▸ Text:

Hacker News “Who is Hiring?” top-level comments over time (joewoods.dev)
241 points by mmcclimon on June 8, 2022 | hide | past | favorite | 114 comments



Thanks for hugging my site to death! It's hosted on a $5 DO droplet and I'm honored to have this problem. https://archive.ph/AVbPV


A $5 DO droplet will easily handle peak HN traffic with a bit of optimization. Set cache headers, cache static assets on the server side (or even better, with an external CDN), or even cache the entire page if there's no dynamic content.


Even without optimization. Peak HN traffic is in the 20 req per second order of magnitude


Without optimization, Nginx defaults to allowing a maximum of one worker process with 512 connections and 60s timeout. 20 unique visitors per second will lead to 500 errors in less than a minute.


Are you assuming each request takes a second, or how long? A blog should return fast enough that this isn't the case

Edit: Yes, even WordPress. Unless there are 50 plugins, an unoptimized theme, zero caching, and a resource constrained server.


It does not matter how fast the backend is. A persistent HTTP connection will last 60 seconds following the latest client request, unless the browser goes out of its way to explicitly close the connection.

P.S. OP's website uses Apache but the same issue of overly conservative limits still apply.


There's no way the connection just sits idle and the worker can't serve other requests for the full timeout, right? That just sounds... Wrong. And is not consistent with load testing I've done before with a nginx setup


Apache will spawn a process (at least with pfork) and the process will wait for a keep alive connection to send a new req.

Everything old is new again. Gotta tune it out.


Is this true? So Apache basically launches a Slowloris attack on itself for every connection?


With prefork there is one process per connection. Look at server-status. There was a threaded version as of 2.4 but I don’t think it worked well.


Depends on the concurrency ability of the web server (async) or parallelism (threads)


I can’t imagine a case where the browser wouldn’t do the decency of closing a connection.


I would expect they keep it open for an improved user experience. Much like the prefetching that browsers seem to do by default.


> zero caching

<strike>When each request is from a different person, you get essentially zero cache.</strike> Nope, server-side caching reduces back-end processing.

▸ Supplied information:
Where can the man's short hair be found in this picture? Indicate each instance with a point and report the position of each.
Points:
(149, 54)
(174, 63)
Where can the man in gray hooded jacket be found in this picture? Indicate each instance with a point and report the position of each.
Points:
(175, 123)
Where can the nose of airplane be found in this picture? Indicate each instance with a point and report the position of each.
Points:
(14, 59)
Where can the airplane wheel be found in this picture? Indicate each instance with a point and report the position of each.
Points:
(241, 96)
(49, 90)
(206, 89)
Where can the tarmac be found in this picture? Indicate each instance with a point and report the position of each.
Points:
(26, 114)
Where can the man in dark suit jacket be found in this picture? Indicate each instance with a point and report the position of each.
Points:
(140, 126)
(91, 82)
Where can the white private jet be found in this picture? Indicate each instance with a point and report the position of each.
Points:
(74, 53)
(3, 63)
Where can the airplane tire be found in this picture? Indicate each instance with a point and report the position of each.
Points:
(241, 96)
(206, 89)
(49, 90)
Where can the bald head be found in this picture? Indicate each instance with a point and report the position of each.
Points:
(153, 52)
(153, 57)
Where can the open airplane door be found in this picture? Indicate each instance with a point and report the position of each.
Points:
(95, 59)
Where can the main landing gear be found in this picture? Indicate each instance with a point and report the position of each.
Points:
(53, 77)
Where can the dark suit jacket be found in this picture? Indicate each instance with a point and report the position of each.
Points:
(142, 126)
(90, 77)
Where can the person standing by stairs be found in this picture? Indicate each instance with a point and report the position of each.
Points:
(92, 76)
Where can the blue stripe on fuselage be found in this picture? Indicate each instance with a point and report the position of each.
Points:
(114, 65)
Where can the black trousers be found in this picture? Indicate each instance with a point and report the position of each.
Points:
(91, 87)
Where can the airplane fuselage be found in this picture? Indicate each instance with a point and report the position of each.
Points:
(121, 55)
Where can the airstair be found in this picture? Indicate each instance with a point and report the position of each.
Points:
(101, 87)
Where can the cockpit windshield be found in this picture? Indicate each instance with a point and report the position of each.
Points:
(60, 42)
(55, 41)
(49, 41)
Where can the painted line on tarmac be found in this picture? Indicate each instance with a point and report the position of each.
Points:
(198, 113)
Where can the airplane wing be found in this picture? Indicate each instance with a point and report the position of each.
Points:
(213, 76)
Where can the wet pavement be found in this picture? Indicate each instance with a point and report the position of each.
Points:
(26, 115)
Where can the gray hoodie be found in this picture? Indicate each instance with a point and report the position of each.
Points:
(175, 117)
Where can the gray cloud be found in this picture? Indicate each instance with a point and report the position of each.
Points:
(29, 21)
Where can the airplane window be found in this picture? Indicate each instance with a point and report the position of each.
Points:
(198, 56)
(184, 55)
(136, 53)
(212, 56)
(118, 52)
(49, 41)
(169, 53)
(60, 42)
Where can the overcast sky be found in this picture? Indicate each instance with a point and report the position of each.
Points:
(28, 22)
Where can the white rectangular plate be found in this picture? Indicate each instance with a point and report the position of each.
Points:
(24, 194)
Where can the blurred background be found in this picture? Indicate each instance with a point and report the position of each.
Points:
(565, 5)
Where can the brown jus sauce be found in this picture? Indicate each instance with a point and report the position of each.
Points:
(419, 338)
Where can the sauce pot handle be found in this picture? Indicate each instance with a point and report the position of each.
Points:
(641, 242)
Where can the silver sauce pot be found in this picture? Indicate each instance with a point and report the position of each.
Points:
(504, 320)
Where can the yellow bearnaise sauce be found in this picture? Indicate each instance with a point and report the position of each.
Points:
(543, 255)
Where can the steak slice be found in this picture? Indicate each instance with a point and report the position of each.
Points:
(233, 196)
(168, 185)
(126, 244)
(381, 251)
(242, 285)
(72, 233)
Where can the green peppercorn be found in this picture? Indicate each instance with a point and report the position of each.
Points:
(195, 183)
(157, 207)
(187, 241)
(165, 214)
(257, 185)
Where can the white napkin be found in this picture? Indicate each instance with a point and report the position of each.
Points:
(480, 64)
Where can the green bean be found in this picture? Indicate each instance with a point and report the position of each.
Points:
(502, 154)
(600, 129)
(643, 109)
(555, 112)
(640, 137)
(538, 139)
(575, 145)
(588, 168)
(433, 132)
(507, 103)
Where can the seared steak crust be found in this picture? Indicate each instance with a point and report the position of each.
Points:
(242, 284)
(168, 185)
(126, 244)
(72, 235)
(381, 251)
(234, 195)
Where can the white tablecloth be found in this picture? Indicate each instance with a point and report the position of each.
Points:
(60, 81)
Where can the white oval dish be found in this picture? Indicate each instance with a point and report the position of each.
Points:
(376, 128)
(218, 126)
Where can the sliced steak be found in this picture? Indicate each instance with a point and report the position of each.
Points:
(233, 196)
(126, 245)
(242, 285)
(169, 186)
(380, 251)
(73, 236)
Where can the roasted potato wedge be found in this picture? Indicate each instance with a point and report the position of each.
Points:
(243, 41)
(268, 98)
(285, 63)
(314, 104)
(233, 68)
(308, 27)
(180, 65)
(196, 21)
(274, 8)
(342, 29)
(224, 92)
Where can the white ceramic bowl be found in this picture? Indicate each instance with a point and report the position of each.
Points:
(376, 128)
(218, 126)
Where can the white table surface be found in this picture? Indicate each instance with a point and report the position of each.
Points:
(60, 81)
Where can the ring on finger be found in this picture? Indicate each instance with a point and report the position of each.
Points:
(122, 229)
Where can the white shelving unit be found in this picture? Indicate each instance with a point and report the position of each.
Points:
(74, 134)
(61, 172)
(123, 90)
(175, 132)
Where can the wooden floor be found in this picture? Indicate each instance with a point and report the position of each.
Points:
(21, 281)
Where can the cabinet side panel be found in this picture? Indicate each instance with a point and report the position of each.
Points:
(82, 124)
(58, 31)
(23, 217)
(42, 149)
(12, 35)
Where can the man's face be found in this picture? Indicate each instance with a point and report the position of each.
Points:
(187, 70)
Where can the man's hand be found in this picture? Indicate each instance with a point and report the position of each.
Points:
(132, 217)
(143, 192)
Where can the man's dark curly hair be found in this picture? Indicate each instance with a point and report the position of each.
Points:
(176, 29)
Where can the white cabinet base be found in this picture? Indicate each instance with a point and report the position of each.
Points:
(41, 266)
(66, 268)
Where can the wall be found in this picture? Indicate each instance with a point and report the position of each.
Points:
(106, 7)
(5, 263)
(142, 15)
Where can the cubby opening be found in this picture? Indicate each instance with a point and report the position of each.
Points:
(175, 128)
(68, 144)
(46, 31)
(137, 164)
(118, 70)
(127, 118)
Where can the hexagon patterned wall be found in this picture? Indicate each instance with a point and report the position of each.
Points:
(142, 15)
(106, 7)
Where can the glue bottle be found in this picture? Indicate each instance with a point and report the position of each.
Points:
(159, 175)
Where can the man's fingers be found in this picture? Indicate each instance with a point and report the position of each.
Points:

▸ Work instructions:
Answer from the thread:
1. What is the author's site hosted on?
2. What order of magnitude is given for peak HN traffic?
3. What web server does the P.S. say the original poster's website uses?
The listing has no connection to the thread.

▸ Solution to this task:
1. A $5 DO droplet.
2. About 20 requests per second.
3. Apache.